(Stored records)

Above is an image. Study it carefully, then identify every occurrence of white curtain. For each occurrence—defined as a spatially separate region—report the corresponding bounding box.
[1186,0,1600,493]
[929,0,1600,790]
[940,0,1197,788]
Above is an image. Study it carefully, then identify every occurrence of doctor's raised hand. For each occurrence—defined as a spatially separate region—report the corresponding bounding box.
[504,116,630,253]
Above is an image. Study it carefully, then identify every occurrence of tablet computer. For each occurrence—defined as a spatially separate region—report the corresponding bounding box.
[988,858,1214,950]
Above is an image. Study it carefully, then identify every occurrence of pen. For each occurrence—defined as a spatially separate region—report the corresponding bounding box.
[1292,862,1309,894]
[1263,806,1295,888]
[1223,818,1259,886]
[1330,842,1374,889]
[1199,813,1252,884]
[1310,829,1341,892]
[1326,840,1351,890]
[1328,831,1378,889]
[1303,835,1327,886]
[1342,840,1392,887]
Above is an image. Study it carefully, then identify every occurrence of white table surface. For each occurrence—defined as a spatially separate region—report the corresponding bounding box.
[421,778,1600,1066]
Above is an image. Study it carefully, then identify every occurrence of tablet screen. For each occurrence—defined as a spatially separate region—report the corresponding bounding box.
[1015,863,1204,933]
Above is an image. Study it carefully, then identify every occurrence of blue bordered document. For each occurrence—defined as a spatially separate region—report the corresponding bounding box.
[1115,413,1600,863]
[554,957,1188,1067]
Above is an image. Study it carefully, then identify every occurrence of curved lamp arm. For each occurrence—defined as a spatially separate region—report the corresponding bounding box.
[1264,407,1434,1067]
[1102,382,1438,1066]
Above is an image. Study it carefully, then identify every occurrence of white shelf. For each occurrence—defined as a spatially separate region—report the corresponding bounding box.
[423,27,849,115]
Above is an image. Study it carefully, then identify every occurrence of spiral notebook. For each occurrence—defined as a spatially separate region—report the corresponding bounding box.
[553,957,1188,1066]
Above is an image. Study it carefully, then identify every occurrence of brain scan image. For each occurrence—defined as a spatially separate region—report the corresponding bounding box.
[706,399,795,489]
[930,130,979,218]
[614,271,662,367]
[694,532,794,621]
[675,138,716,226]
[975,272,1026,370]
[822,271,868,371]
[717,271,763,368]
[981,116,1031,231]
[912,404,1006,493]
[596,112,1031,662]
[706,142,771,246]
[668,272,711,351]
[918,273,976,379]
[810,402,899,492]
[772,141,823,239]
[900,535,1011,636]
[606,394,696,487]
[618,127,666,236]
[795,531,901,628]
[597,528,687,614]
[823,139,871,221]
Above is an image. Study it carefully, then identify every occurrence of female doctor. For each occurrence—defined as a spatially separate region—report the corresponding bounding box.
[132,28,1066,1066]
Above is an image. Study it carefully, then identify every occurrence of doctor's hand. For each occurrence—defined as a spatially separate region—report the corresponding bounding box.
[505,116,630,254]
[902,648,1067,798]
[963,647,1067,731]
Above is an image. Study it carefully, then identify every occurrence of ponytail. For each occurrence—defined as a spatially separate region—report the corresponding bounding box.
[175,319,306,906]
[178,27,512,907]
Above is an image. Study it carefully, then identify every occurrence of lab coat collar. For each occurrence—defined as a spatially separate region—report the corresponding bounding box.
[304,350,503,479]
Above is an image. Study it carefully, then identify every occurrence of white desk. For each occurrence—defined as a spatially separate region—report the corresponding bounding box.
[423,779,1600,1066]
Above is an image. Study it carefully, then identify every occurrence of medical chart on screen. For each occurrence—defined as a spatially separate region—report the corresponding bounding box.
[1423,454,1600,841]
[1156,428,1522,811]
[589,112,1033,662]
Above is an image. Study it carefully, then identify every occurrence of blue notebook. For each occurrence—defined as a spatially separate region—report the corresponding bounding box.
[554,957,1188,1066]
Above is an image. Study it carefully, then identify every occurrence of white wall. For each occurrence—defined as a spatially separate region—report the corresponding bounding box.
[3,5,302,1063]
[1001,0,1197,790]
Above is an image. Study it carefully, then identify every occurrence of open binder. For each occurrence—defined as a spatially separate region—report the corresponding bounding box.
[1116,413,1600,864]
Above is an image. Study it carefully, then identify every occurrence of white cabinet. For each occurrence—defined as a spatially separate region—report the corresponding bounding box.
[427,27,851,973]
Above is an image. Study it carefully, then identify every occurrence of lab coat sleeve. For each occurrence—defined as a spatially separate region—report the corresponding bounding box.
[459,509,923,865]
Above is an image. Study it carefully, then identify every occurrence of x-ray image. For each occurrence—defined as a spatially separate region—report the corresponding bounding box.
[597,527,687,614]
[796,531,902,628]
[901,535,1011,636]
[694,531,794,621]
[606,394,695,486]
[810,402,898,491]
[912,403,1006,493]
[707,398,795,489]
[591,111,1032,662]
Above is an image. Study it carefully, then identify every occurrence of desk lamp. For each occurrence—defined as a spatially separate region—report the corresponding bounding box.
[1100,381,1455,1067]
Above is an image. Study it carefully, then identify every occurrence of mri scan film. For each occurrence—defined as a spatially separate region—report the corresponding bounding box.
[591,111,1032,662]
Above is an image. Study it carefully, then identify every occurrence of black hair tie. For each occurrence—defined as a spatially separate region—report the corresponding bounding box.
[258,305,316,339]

- _EXERCISE DETAILS_
Repeat exactly the lines from the one containing "occurrence of x-ray" to the end of the records.

- _TASK OUTPUT_
Above is an image. Study it carefully, then identify every occurrence of x-ray image. For each occurrence—defined as a spatially separate region—report the corresponding bounding box.
[597,527,687,614]
[796,531,902,628]
[901,535,1011,636]
[694,531,794,621]
[606,394,695,486]
[810,402,898,491]
[912,403,1006,493]
[707,398,795,489]
[591,111,1032,662]
Above is an image. Study it carefully, then identify every occurrence of desk lamp. For each occurrence—defined as a spatially separate region—report the corresponding bounding box.
[1100,381,1455,1067]
Above is an image. Study it carefully, then identify every occurrence of mri scan film. For each occurrence—defined as a spatially separate region—report the corresponding bounding box.
[591,111,1032,662]
Above is an image. Study it carefully, then identify every occurrence of black hair tie. For each occurrence—defined as a spatially separate region—report the corresponding bounding box.
[258,305,316,339]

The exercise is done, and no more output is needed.